TASKS TO PERFORM:
1/ In the passage below about founding Artsy Fartsy Saturdays, what was the name of the cabin the writer was assigned to on the silent retreat?
2/ Copy everything in the Artsy Fartsy Saturdays passage below from "That was over" down to "Cincinnati Friends Meeting.".
3/ Carry on the passage below about founding Artsy Fartsy Saturdays, picking up after its final sentence.

PROVIDED PASSAGE:
%%
And, I held that idea for six years. It continued to haunt me and I was prayerful and consulted other Quakers about this over the years. We call this discernment.
As the idea grew stronger, I took a silent personal retreat in the woods to sort it all out.  I was randomly assigned to a cabin called “Simplicity.” On the table inside lay a Quaker pamphlet on simplicity. As I began to read, I understood why I was placed here: to clear my heart and do what Eileen Prevallet calls “listening for the decision, rather than making the decision.” She writes that “it comes from an inner silence in which a delicate inner sensor is at work… you know when the call is for you, and when it is not.”
I came away confident that Spirit was now calling me to act on this leading. After obtaining 2 Quaker grants, I rented a studio in an old classroom in a neighborhood repurposed school. It was in walking distance of me and the kids and there was no question that this was the spot to begin. With a lot of help and prayer, I began to piece together a program. I’d had the name, Artsy Fartsy Saturdays, a logo and list of volunteers in a folder tucked away for years. This was really happening.
That was over two years ago and Artsy Fartsy has attracted almost 20 regular kids, funding from ArtsWave that also supports the area biggies such as the Cincinnati Opera, Ballet and Art Museum, the Clermont County Mental Health and Recovery Board (no better way to build self esteem and resistance to peer pressure and negative influences than a venue for self expression) and Cincinnati Friends Meeting.
Our mission is:
To provide local, at-risk middle schoolers with a safe, imaginative environment in their neighborhood to explore creative expression, be nurtured, tap their creativity, connect, share themselves, be heard and affirmed and become more of who they are. This is a place they can relax, be kids and express themselves.
I’m not sure this could have transpired without my grounding in Quakerism, which, most of all, has taught me the value of silence and deep listening. I would have never heard the call otherwise. There were people of faith who would actually listen to what seemed impossible, crazy or out of the box. They listened and supported this ministry from the beginning … even when I didn’t know, exactly, what it was. I have also felt very accompanied on this journey by the legacy of other Quakers over time and in this Meeting stepping out. It’s what we do.
I was privileged this summer to spend time in London with a book written by a Quaker ancestor in 1661. I had heard about Dorothea all of my life, even though our family had long ago left Quakerism. I returned 15 years ago. There is only one copy of her book and her story of being led to the Religious Society of Friends speaks to how I feel about Quakers and their support of ministry to which I have been called.
%%
(Records from a collection)
%%
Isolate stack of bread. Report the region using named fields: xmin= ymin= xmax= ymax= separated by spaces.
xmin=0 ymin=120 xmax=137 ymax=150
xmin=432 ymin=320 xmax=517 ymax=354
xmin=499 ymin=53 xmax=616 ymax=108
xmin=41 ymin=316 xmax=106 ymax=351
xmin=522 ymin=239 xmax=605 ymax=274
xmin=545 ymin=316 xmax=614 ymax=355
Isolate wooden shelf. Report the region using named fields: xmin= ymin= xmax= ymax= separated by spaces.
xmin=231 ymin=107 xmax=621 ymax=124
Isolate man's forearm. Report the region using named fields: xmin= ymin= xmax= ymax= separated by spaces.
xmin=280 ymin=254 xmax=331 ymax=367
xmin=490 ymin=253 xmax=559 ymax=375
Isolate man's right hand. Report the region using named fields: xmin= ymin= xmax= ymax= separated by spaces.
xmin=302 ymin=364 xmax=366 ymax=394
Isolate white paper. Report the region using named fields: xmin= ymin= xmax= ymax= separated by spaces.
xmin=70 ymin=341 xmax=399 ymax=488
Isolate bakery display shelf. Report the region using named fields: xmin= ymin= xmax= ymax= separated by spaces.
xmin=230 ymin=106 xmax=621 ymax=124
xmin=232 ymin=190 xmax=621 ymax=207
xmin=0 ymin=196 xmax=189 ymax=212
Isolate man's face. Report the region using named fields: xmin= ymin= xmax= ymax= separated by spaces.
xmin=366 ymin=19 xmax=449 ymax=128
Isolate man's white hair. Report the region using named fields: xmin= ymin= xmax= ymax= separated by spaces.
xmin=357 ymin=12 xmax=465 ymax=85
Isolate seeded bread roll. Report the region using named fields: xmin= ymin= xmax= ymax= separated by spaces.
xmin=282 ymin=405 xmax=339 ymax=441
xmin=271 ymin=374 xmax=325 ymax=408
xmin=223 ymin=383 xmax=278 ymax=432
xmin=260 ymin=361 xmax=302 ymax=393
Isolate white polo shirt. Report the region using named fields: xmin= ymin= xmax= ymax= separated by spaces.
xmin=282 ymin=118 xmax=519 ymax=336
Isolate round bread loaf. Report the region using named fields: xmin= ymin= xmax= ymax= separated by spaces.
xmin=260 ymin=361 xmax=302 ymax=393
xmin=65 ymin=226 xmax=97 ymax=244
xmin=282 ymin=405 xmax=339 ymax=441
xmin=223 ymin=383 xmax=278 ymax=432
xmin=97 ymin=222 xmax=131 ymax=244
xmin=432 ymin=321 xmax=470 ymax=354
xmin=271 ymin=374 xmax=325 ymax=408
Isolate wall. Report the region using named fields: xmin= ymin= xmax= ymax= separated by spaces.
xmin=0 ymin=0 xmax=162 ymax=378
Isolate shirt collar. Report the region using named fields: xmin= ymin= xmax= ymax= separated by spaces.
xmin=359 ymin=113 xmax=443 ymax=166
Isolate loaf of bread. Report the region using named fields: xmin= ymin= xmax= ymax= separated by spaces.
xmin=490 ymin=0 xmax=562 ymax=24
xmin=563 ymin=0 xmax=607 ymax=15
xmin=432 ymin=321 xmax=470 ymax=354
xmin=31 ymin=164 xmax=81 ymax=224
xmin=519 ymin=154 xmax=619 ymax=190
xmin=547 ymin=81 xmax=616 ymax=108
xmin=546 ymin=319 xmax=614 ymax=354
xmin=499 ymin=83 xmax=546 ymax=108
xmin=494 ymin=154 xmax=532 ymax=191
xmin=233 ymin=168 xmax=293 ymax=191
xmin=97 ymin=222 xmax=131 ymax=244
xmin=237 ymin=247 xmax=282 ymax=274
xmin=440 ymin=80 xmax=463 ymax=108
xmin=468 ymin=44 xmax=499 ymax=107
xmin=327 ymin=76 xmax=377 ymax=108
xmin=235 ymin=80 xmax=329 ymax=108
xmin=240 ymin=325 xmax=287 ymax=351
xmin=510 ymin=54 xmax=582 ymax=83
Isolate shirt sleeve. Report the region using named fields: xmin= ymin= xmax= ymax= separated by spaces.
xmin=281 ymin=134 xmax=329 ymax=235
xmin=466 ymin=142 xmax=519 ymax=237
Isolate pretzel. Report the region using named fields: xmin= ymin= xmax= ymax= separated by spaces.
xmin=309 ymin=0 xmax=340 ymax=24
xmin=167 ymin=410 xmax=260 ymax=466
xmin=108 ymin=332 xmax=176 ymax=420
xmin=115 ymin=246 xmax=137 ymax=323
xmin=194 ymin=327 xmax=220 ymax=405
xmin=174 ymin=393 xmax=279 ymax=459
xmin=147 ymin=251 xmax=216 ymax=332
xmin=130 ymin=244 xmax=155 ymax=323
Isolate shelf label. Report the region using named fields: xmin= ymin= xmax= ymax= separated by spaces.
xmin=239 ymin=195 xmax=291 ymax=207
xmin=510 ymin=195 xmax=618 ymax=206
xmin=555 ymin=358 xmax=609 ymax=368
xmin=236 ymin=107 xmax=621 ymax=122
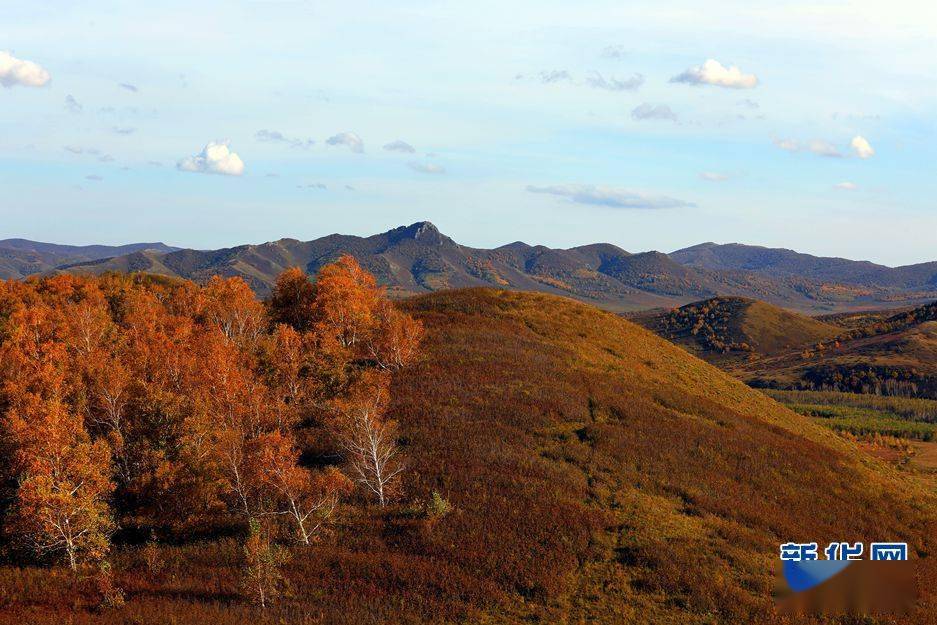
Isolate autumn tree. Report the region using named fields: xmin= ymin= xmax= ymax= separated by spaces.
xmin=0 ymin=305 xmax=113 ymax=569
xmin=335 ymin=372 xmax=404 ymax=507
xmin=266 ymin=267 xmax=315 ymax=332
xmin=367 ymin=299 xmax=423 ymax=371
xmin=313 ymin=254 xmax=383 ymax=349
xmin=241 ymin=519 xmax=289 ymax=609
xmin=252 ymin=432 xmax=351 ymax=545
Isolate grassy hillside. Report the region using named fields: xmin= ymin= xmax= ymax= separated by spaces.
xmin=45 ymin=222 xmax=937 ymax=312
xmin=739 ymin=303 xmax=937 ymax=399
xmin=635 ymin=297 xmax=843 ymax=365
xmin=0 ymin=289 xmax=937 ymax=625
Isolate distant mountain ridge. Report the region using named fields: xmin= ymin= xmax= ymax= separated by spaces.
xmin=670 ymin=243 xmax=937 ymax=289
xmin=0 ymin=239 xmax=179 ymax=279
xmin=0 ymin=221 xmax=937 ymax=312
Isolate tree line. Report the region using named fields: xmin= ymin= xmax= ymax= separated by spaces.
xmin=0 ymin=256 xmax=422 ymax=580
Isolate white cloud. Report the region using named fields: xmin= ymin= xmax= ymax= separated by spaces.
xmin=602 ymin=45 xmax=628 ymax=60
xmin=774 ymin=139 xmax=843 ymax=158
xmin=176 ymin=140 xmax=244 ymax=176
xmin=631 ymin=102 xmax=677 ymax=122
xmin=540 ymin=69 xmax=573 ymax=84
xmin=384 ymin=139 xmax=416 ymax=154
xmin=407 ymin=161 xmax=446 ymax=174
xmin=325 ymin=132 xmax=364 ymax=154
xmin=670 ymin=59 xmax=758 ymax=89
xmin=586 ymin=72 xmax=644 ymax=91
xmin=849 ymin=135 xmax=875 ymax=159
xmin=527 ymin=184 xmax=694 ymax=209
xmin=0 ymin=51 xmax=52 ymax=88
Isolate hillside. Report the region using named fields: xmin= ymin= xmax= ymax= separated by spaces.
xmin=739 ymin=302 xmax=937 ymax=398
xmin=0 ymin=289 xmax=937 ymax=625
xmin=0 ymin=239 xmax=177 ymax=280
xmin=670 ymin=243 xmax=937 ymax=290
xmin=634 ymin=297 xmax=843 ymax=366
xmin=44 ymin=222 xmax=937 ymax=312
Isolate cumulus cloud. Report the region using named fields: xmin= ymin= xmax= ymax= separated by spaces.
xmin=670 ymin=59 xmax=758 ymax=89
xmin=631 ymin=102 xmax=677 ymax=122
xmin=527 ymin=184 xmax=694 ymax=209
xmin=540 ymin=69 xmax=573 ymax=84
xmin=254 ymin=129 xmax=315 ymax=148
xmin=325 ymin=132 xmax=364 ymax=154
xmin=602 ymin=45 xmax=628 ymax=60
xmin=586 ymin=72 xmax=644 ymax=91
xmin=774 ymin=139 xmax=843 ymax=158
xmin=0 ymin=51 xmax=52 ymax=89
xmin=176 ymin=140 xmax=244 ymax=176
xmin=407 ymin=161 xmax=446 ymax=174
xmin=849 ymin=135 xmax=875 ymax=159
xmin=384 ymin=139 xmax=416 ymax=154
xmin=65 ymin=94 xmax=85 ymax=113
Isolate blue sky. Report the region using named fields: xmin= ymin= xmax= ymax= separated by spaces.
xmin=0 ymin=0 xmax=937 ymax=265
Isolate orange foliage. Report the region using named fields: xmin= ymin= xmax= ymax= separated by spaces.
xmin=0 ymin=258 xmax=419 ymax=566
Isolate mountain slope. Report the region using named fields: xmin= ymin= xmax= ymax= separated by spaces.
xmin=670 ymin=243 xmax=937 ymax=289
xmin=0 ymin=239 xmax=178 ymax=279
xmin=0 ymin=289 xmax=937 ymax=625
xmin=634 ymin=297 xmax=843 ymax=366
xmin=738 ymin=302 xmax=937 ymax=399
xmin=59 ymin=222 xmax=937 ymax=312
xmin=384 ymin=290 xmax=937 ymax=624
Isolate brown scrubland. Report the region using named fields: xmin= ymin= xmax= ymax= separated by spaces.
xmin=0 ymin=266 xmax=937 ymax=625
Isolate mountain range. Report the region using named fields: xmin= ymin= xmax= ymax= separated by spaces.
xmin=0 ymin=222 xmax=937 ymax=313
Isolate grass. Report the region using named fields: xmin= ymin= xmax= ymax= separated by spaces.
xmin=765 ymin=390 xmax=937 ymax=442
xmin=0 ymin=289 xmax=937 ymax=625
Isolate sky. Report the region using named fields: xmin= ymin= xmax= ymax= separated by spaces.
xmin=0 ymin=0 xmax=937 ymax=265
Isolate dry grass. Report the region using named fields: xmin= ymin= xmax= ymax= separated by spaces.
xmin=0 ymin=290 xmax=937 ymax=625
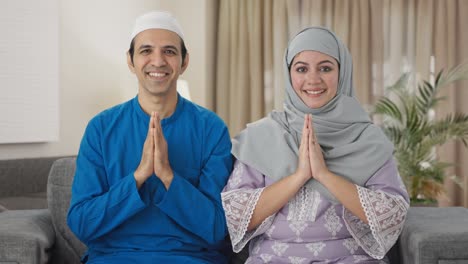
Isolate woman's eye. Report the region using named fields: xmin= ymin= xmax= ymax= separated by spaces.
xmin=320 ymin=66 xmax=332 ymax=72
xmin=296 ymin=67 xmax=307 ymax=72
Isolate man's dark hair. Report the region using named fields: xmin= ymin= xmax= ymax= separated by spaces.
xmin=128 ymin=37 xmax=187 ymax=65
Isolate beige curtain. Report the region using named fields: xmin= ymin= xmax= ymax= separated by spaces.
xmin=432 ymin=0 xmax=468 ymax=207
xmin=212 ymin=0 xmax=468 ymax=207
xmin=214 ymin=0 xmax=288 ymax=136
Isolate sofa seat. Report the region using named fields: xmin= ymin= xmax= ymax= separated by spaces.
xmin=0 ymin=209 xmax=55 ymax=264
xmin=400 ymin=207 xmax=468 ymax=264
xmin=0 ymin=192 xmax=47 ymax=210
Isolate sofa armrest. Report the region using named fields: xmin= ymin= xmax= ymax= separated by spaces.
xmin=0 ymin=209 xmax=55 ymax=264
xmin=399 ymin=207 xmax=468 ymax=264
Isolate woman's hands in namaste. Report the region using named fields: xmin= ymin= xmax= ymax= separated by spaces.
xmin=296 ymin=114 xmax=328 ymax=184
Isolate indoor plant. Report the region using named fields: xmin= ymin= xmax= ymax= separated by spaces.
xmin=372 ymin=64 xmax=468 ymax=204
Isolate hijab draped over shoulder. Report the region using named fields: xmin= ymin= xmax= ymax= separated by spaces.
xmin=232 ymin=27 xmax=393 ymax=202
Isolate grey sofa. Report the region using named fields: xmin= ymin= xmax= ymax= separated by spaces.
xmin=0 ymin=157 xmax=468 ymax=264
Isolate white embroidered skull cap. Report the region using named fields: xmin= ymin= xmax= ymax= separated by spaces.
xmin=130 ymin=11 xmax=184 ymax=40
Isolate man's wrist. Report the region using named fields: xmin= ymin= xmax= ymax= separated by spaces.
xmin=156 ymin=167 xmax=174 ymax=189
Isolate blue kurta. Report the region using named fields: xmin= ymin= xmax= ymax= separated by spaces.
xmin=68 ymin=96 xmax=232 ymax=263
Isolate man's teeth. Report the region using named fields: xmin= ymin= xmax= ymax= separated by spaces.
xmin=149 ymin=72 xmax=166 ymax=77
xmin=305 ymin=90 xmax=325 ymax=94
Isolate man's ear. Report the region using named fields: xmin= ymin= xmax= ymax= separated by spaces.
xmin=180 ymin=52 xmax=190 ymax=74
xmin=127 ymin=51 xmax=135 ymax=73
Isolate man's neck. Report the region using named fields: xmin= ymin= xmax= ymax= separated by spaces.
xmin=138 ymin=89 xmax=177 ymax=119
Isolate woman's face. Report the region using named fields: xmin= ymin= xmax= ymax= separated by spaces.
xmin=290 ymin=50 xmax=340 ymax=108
%%
EXPECTED RESPONSES:
1/ The cabin was called "Simplicity."

2/
That was over two years ago and Artsy Fartsy has attracted almost 20 regular kids, funding from ArtsWave that also supports the area biggies such as the Cincinnati Opera, Ballet and Art Museum, the Clermont County Mental Health and Recovery Board (no better way to build self esteem and resistance to peer pressure and negative influences than a venue for self expression) and Cincinnati Friends Meeting.

3/
I heard they were a people could lay down their lives for one another, that they were of one heart and one minde.”
So while Artsy Fartsy, on the surface, seems to be about art, it’s more about showing kids with next to nothing that they are loved, valued and children of God through action and not words.  It is connecting hand to hand and heart to heart.
Here’s a poem written when a poet visited our first year by a now 8th grader, who spent last year as a mentor:
Artsy Fartsy is the best
Artsy Fartsy will pass the test
Artsy Fartsy is so much fun
Artsy Fartsy is number one.
You don’t come to fart.
You come to make art.
So come on down.
Bring a crown and not a frown.
But if you do, Artsy Fartsy
will turn that frown upside down.
So come on down to that old school.
Come on and grab your stool.
Sit and help us paint the scene.
Sit and make some masks and
grab a cape made for a queen
You feel like art’s a boor [bore]
come on down and see some more.
Did you know that Yoga’s a form?
Go through a maze with your finger,
It’s a labyrinth.
Artsy Fartsy is the best.
Artsy Fartsy will pass the test!!
I think she speaks for all of us involved!
• When has Spirit moved me to action?
• How did I test the leading?
• How was I able to give it time, letting it mature?
• What individuals and/or community encouraged and nurtured me?
• What have been the fruits of this action?



in the quietness
of solitude and
the woods

I waited on God,

who wrote upon
my heart in words
immutable

a dark and restless

night strove to 
erase them

in response, I

was summoned
to the labyrinth

walking through
tears of fear
to reach the heart

how can I possibly
do this? I asked

it is just
too much

I looked up
to see Jesus
there with me

offering:
"I will give
you what you need"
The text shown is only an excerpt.